--- Begin EXTRACTED TEXT ---

Type Annotations #4272

jamesp · 2021-08-05T09:15:17Z

jamesp
Aug 5, 2021
Maintainer

Should we add static types to iris?

Python has had support for "annotations" since 3.0, but it has taken a number of years for the use of the annotations to shake out. PEP 484 and PEP 560 standardised the use of annotations for static typing. See this towards data science article for a good high-level overview of the state of static typing in Python up to 3.10.

Now that the community has agreed(ish!) on a standard form of type annotation, and the tooling has been developed to make use of it, it may be the right time to start adding type information to iris.

There are two possible approaches to adding type information:

Adding type signatures directly to the code. See the python typing documentation for good examples of what this would look like.
Use *.pyi stub files that only contain type definitions of functions. These are a bit like header files in other compiled languages.

Both have pros and cons. \1 requires changes to all files across the codebase. \2 means keeping additional files in sync with the codebase.

Using the monkeytype and pyannotate libraries recommended by mypy I have made a first pass at creating stub files for the public API of iris, to give a sense of how it could be useful. These libraries infer as much as they can from the existing untyped code e.g. if a class is created and then returned, mypy is clever enough to work out the signature of that function and monkeytype will create the appropriate definition stub.

--- End EXTRACTED TEXT ---
--- Begin EXTRACTED MATERIAL ---

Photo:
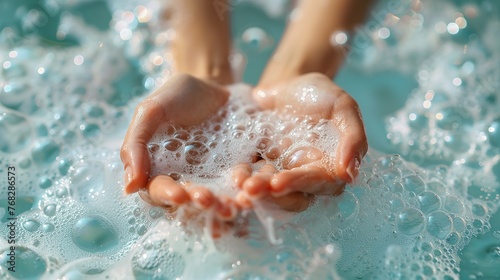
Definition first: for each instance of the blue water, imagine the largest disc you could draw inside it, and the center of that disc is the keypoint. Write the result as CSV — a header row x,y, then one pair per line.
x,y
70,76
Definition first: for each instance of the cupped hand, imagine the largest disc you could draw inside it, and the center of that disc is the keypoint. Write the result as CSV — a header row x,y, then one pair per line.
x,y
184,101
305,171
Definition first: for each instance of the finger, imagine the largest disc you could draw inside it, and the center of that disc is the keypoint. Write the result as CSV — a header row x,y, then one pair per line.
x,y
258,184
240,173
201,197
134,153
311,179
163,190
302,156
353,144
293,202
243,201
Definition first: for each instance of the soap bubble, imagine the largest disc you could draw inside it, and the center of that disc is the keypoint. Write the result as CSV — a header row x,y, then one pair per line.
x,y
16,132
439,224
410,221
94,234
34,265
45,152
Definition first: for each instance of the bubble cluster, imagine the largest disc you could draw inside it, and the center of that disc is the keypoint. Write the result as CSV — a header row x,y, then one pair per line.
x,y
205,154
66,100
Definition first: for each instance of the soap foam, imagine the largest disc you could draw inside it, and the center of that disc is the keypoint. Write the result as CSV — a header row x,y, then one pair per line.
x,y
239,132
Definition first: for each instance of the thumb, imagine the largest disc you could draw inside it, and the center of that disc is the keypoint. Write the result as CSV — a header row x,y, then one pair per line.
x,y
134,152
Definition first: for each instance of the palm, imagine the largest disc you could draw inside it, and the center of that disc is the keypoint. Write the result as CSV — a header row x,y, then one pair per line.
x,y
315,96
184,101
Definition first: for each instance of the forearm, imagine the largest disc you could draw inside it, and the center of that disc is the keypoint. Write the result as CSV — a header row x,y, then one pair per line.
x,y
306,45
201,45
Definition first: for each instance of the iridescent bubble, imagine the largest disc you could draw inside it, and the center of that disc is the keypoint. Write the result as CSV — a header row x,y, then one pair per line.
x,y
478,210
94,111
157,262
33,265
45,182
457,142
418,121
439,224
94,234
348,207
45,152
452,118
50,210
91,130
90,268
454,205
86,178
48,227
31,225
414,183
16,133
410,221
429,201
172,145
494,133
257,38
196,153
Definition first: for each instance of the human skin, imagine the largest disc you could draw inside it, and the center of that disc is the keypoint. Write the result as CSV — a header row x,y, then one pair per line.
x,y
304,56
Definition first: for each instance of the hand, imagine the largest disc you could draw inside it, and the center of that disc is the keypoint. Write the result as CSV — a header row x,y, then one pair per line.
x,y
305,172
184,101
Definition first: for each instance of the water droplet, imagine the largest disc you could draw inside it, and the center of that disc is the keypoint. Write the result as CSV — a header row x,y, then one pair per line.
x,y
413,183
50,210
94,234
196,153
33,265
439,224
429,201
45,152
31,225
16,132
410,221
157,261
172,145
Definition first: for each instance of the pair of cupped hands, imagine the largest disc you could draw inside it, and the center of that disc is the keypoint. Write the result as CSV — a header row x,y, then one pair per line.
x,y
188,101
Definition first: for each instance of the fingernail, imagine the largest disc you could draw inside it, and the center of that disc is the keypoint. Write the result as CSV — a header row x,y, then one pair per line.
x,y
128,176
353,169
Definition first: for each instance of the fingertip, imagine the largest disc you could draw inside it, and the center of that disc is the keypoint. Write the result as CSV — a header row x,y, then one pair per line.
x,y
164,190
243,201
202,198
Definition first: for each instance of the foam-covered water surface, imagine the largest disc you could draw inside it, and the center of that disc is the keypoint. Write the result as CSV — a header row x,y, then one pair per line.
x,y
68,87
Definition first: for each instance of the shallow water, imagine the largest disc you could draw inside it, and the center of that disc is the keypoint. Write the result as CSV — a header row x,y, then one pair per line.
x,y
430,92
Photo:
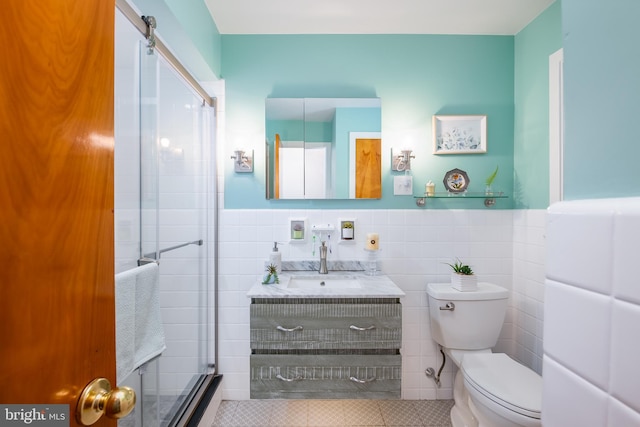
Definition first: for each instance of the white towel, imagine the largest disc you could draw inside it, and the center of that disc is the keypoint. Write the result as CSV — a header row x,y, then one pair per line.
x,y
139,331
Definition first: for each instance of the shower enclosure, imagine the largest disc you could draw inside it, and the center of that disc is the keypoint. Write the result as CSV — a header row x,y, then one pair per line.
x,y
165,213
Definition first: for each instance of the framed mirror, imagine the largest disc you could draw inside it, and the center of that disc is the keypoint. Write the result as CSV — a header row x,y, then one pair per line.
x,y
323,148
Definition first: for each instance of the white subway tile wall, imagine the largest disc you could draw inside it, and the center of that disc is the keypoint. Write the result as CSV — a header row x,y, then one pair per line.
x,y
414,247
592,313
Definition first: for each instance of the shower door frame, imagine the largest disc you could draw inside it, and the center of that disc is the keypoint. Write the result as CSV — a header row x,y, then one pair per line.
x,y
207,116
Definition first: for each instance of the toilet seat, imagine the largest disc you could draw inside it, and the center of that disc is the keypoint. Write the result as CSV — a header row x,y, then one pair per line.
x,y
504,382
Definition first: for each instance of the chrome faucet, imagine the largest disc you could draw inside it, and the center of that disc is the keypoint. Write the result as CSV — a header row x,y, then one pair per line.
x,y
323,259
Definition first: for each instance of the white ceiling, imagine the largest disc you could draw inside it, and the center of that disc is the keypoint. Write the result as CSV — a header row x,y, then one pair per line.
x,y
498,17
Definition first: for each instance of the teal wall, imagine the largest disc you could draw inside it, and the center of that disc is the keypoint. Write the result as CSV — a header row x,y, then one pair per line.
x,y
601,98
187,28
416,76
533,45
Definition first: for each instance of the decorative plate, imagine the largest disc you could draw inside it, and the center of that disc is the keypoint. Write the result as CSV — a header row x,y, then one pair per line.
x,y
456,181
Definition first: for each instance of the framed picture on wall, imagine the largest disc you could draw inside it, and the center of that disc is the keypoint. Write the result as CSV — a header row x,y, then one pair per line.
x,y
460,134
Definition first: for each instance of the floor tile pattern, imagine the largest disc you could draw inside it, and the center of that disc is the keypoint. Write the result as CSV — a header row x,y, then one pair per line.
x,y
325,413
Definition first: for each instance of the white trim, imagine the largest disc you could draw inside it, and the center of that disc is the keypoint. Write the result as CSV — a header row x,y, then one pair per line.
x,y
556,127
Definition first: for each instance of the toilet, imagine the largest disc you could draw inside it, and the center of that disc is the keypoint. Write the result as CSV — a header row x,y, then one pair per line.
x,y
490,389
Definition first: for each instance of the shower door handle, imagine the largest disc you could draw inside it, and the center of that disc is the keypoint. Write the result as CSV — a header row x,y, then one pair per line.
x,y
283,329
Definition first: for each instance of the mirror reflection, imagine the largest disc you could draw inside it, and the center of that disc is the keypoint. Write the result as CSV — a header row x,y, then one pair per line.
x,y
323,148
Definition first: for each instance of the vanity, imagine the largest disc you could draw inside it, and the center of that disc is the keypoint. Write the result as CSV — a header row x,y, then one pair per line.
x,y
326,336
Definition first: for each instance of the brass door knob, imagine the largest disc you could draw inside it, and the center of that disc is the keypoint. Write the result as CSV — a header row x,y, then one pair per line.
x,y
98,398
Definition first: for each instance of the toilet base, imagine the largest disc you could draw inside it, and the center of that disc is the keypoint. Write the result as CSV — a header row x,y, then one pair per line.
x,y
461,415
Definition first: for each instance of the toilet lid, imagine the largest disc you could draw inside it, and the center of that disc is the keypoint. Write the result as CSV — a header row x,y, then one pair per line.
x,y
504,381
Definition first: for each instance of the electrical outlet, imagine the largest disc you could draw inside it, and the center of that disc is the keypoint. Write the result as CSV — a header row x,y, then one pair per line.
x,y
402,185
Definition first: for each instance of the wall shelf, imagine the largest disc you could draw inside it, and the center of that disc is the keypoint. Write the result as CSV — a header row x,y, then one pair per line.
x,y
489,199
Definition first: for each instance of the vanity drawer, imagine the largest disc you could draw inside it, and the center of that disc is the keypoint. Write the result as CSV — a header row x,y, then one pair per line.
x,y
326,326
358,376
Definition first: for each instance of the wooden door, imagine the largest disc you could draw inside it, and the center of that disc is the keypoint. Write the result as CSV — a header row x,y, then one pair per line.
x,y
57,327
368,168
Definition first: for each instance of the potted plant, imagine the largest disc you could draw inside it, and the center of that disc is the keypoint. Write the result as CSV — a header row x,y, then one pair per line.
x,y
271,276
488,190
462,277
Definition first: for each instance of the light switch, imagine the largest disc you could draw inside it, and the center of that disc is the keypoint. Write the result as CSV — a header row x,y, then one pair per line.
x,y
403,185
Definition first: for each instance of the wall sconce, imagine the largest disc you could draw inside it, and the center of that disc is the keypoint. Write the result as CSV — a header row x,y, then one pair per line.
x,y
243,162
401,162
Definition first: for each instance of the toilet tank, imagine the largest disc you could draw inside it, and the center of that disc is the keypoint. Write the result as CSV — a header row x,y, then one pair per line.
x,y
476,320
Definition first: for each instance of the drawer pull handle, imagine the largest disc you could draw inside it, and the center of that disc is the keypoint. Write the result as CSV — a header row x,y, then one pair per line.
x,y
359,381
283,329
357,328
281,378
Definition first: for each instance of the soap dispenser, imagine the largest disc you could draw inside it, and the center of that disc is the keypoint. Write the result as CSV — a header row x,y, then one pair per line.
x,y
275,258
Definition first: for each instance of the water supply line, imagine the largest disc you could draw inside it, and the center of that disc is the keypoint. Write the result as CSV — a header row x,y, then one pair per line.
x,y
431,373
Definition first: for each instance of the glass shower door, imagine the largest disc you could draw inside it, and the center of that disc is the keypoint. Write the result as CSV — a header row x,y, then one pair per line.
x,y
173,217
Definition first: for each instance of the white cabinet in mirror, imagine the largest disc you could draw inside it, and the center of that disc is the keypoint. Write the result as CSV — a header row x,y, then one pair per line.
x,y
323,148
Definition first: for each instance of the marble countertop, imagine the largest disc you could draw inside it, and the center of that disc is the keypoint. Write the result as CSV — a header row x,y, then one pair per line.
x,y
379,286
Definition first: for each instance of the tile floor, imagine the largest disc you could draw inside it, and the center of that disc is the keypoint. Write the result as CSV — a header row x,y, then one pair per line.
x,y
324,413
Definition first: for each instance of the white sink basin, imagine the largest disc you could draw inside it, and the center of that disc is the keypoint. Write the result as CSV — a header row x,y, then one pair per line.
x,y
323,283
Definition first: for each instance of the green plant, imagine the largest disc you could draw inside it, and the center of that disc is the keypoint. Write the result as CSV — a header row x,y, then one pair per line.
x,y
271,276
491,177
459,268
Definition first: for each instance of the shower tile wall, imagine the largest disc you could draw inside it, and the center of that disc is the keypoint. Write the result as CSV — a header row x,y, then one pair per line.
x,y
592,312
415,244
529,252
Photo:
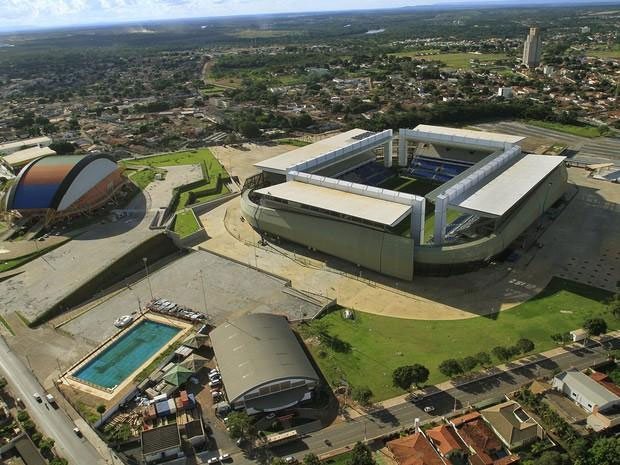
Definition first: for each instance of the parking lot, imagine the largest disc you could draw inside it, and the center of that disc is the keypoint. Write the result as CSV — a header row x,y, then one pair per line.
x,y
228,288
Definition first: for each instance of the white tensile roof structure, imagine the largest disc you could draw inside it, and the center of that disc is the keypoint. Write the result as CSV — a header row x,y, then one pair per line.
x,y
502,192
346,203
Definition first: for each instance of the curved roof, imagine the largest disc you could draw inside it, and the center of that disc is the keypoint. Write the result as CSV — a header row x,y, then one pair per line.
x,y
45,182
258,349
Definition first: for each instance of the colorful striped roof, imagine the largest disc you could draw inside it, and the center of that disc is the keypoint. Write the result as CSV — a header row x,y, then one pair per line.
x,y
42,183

--- End EXTRACTED MATERIAL ---

§ **TASKS AND EXERCISES**:
1. Edit the type annotations thread, starting at "Now that the" and ending at "information to iris.", and write that part out again with "tooling" replaced by "ecosystem".
2. Continue the type annotations thread from its last sentence.

§ **RESULTS FOR THE EXERCISE**:
1.
Now that the community has agreed(ish!) on a standard form of type annotation, and the ecosystem has been developed to make use of it, it may be the right time to start adding type information to iris.

2.
iris-stubs can be pip-installed in an environment alongside your iris code, either a release version or development version. Tools such as mypy, which is built into the Python extensions of common editors such as vscode and pycharm, will know how to use these stubs to provide richer intelligence in the editor.

I find this especially useful for two main reasons when editing code:

When chaining together function calls e.g. a.strip().split()..etc as it understands the return type at each stage, your editor can provide better autocomplete for the next possible calls.
Warning you when your function call is incomplete. e.g. imagine this pointless function:

def get_attr(obj: dict[str,str], name: str) -> str:
    if name in obj:
        return obj[name]

your editor will warn you that this is a possible error. As the function could also return None, but your definition as written here guarantees the function will return a string.

Take a look at the stubs - they are very likely to be incomplete and possibly wrong so please edit if you find a problem. If anyone wants a tutorial in reading and writing stub files let me know.

trexfeathers · 2021-08-05T14:54:03Z

trexfeathers
Aug 5, 2021
Maintainer

I'm strongly for type annotations for the reasons you have provided, and also because they make it easier to understand what unfamiliar code is doing.

For that same reason, I'm strongly for annotation via type signatures. Code is at its best when it is self describing - you look at it and you can see what it does. Type annotations within the code itself provide a great opportunity to improve this.

I'm very uncomfortable with annotations via stubs; there is already a lot of complexity around Iris to make the development experience smoother - CI, linting, setup scripts... I would much rather provide type annotations via the existing code than add a new element of complexity in the form of stubs.

4 replies

jamesp Aug 5, 2021
Maintainer Author

I agree that in the source code would be my preference too.

It's worth also noting that as types are optional in Python, this does not need to be a big-bang approach, nor complete. We can add type annotations one line at a time and everything will still work.

Similarly it's not necessary to type every function and method. We could just provide annotations to public facing API calls, for example

jamesp Aug 5, 2021
Maintainer Author

Stubs don't have to be in a separate repository - they can be placed alongside the code module. e.g. cube.pyi next to cube.py

trexfeathers Aug 5, 2021
Maintainer

Thanks for the clarification. It's still a 'thing' if you get my meaning!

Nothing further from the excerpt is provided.